>> Begin Task data

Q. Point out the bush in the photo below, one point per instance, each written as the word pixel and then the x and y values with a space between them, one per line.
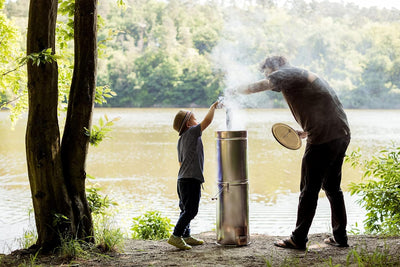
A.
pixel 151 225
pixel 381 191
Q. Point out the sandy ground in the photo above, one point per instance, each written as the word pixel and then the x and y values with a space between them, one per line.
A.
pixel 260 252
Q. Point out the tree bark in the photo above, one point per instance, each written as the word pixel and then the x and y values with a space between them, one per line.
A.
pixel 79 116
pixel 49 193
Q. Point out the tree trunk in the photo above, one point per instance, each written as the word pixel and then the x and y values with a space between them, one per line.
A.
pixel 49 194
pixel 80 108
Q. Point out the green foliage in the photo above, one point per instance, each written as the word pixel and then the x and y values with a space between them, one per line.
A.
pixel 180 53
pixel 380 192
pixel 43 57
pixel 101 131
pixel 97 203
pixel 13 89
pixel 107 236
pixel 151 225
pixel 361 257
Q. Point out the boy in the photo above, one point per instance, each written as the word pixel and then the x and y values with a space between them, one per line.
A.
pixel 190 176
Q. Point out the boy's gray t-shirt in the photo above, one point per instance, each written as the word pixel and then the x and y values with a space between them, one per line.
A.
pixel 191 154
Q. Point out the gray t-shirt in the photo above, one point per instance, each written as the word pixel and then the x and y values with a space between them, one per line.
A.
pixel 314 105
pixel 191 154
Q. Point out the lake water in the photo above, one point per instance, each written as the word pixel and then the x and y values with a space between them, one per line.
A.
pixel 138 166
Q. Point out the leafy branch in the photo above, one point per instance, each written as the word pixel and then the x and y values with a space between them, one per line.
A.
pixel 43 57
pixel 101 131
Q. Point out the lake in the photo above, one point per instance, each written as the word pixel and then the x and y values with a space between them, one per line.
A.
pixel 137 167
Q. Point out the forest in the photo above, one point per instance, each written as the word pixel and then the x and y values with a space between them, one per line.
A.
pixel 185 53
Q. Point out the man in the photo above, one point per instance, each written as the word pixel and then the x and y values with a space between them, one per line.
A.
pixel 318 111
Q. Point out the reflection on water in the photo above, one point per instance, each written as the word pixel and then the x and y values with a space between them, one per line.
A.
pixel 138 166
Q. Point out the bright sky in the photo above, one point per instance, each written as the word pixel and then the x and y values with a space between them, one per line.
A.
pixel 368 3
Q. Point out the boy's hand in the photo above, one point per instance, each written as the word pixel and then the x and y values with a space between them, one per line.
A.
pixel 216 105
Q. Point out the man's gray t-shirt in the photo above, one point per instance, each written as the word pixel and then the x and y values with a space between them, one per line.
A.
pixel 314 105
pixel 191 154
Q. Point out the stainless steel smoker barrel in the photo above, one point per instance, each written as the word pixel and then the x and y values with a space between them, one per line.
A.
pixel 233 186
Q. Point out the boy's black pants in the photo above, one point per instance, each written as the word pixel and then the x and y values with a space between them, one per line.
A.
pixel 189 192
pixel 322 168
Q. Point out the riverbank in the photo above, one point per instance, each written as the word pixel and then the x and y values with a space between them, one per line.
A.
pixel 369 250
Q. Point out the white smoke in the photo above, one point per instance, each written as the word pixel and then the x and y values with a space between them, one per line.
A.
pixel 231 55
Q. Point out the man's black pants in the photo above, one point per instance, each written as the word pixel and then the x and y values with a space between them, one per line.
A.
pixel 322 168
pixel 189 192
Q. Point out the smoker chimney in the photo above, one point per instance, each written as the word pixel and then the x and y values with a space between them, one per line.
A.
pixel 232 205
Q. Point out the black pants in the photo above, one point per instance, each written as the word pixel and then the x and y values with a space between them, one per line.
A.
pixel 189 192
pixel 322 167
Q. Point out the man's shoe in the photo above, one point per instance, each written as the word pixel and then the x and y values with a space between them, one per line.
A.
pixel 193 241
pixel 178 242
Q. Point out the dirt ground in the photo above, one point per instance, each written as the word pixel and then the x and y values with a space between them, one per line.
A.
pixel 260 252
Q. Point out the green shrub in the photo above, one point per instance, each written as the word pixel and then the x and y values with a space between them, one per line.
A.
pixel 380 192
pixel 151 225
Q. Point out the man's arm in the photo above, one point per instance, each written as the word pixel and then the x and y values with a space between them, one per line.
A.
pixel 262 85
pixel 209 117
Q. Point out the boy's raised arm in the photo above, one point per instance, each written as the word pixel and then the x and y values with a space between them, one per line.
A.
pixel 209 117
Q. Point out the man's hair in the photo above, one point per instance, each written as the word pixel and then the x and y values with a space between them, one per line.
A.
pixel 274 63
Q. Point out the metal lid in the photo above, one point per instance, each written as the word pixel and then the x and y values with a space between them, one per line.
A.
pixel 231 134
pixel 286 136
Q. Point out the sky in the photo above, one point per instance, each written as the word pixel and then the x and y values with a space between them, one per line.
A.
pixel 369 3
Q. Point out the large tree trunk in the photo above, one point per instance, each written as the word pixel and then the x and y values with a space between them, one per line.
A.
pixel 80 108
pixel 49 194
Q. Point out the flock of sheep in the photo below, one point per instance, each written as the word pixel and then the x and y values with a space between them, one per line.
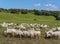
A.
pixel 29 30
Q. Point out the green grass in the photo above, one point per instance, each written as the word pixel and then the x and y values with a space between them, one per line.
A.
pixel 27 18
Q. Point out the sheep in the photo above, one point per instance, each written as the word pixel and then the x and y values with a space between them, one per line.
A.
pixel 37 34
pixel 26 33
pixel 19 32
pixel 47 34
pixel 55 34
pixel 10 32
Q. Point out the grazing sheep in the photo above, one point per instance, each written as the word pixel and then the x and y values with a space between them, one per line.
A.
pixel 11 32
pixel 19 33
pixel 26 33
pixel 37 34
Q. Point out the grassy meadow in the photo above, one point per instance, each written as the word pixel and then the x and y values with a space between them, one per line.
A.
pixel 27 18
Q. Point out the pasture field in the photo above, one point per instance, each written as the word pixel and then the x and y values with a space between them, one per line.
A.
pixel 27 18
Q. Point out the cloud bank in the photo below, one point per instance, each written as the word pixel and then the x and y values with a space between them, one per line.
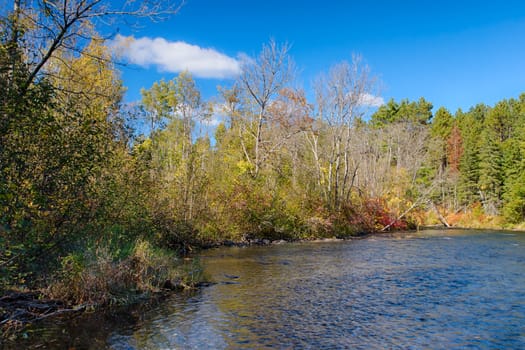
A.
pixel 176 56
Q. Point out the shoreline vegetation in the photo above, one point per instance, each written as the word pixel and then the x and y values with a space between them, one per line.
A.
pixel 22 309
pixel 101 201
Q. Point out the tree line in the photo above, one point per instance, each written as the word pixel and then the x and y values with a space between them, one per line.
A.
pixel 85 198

>> End Task data

Aim of the exercise - Write out each line of the data exactly; the images should be left out.

Task solution -
Q. Point out the bush in the photo below, one point per instance, each written as the word pixel and then the x and y values with a space between them, one per line.
A.
pixel 151 225
pixel 381 191
Q. Point out the sandy ground in the photo above, one point per instance, each written as the word pixel and then the x and y values with a space between them, one per line.
A.
pixel 260 252
Q. Point out the tree bark in the photo above, one point per instance, each written as the word pixel and then the x and y values with a space between them, one per line.
A.
pixel 79 116
pixel 49 193
Q. Point out the tree trunk in the photo above, one point per instance, each written as the word pixel and then the x and y values with a space between them, one per line.
A.
pixel 49 194
pixel 80 108
Q. Point out the green foliage in the photo above, one point per instance, each written as the word pixel and then the x and y values with a space between them, one per line.
A.
pixel 180 53
pixel 380 192
pixel 43 57
pixel 101 131
pixel 97 203
pixel 13 89
pixel 107 236
pixel 151 225
pixel 361 257
Q. Point out the boy in the photo above, one point per instance, each written as the word pixel and then the x and y values with a space between them, one per line.
A.
pixel 190 176
Q. Point out the boy's gray t-shirt in the photo above, one point per instance, each written as the word pixel and then the x and y values with a space between them, one per line.
A.
pixel 191 154
Q. Point out the gray t-shirt in the photo above, one point per instance, each written as the word pixel and then the x and y values with a space between them, one per line.
A.
pixel 314 105
pixel 191 154
Q. Point out the lake water in the photo above, one point per instance, each written as the word pixel and then the x and y values with a space between them, one per line.
A.
pixel 138 166
Q. Point out the leafy branch in the photo above, one point per instance, each written as the word pixel and then the x and y values with a space between them, one per line.
A.
pixel 43 57
pixel 101 131
Q. Point out the lake in the photo above, one point per instance, each written as the word pixel and then the x and y values with a space between them, one per line.
A.
pixel 137 167
Q. Point out the forest in the photo above, one point per instance, each written as the word pixel and then the x and y values with a space between them, one per line.
A.
pixel 185 53
Q. Point out the man in the photo above, one point per instance, each written as the word pixel and then the x and y values with a space between them, one per line.
A.
pixel 318 111
Q. Point out the reflection on water in the photo above, one point per instance, each written as the word pixel and then the x and y values with a space between them, one per line.
A.
pixel 138 166
Q. Point out the bright sky in the photo above, one point per instance, each written as the word pixel and then the x and y values with a space between them, one per line.
A.
pixel 368 3
Q. Point out the boy's hand in the photo above, one point per instance, each written as the word pixel and then the x and y values with a space between them, one per line.
A.
pixel 216 105
Q. Point out the man's gray t-shirt in the photo above, one point per instance, each written as the word pixel and then the x and y values with a space between them, one per line.
A.
pixel 314 105
pixel 191 154
Q. Point out the stainless steel smoker barrel in the photo above, one point per instance, each written as the word pixel and then the x and y values with a space between them, one per line.
A.
pixel 233 186
Q. Point out the boy's black pants in the photo above, one point per instance, each written as the word pixel and then the x and y values with a space between them, one per line.
A.
pixel 189 192
pixel 322 168
Q. Point out the riverbank in the photo above, one point per instance, each written as the word pixel and then the x and y values with a space between them, one per line.
A.
pixel 369 250
Q. Point out the white smoke in the photo above, one point per instance, each written as the word pixel and then the x and y values with a space between them, one per line.
A.
pixel 231 55
Q. Point out the man's black pants in the photo above, one point per instance, each written as the word pixel and then the x and y values with a space between them, one per line.
A.
pixel 322 168
pixel 189 192
Q. Point out the smoker chimney in the photo above, one point per instance, each written as the word pixel and then the x and y values with a space between them, one per line.
A.
pixel 232 205
Q. Point out the black pants in the photo above, one point per instance, each written as the word pixel and then the x and y values with a space between them, one per line.
A.
pixel 189 192
pixel 322 167
Q. Point out the man's shoe in the photo above, one point per instance, each written as the word pixel and then the x and y values with a space between them, one per line.
A.
pixel 193 241
pixel 178 242
Q. Point out the dirt ground in the photo above, one point per instance, each written as the word pixel and then the x and y values with a space between them, one per line.
A.
pixel 260 252
Q. Point out the green shrub in the photo above, one point per instance, each written as the word pixel and then the x and y values with a space between them, one per line.
A.
pixel 380 192
pixel 151 225
Q. Point out the man's arm in the photo above, one point per instance, each written as the word pixel and then the x and y values with a space between them, one per line.
A.
pixel 262 85
pixel 209 117
Q. Point out the boy's raised arm in the photo above, one point per instance, each written as the word pixel and then the x and y values with a space between them, one per line.
A.
pixel 209 117
Q. Point out the man's hair in the photo above, one point per instance, each written as the word pixel and then the x and y values with a space between them, one per line.
A.
pixel 274 63
Q. Point out the metal lid in the photo above, one point per instance, each written as the word pixel and then the x and y values with a space between them, one per line.
A.
pixel 231 134
pixel 286 136
Q. Point out the sky in the photo above, one point per instance, each written as the word pixel and then the x and y values with a space between them, one per line.
A.
pixel 369 3
Q. Point out the large tree trunk in the photo above, one point per instance, each written as the word pixel and then the x and y values with a space between them, one per line.
A.
pixel 80 108
pixel 49 194
Q. Point out the flock of sheep in the photo below, one point per instance, each written as the word pixel and then the x and y values with a space between them, one per line.
A.
pixel 29 30
Q. Point out the green grass in the photo above, one point per instance, each written as the word pixel and then the x and y values with a space between them, one per line.
A.
pixel 27 18
Q. Point out the sheep in the photo above, one point per instance, each written as the word pixel and then the x and y values with a space between them, one per line.
A.
pixel 37 34
pixel 26 33
pixel 19 32
pixel 47 34
pixel 55 34
pixel 10 32
Q. Point out the grazing sheep in the photo above, one point per instance, each written as the word pixel and then the x and y values with a space between them, one per line.
A.
pixel 11 32
pixel 19 33
pixel 26 33
pixel 37 34
Q. Point out the grassy meadow in the photo above, one point per instance, each written as the word pixel and then the x and y values with a space between them, one per line.
A.
pixel 27 18
Q. Point out the pasture field in the photo above, one point per instance, each written as the word pixel and then the x and y values with a space between them, one per line.
A.
pixel 27 18
Q. Point out the cloud bank in the photo below, one point per instance, each written as the word pixel and then the x and y values with a space between them, one per line.
A.
pixel 176 56
Q. Point out the shoreline vegetation in the photo above, one point per instance, each written as the word pixel and then the x and y values with a space between them, one per line.
A.
pixel 22 309
pixel 101 201
Q. Point out the tree line in the photo above, one point per instance, each written as the word pixel and then the x and y values with a space between them, one per line.
A.
pixel 85 198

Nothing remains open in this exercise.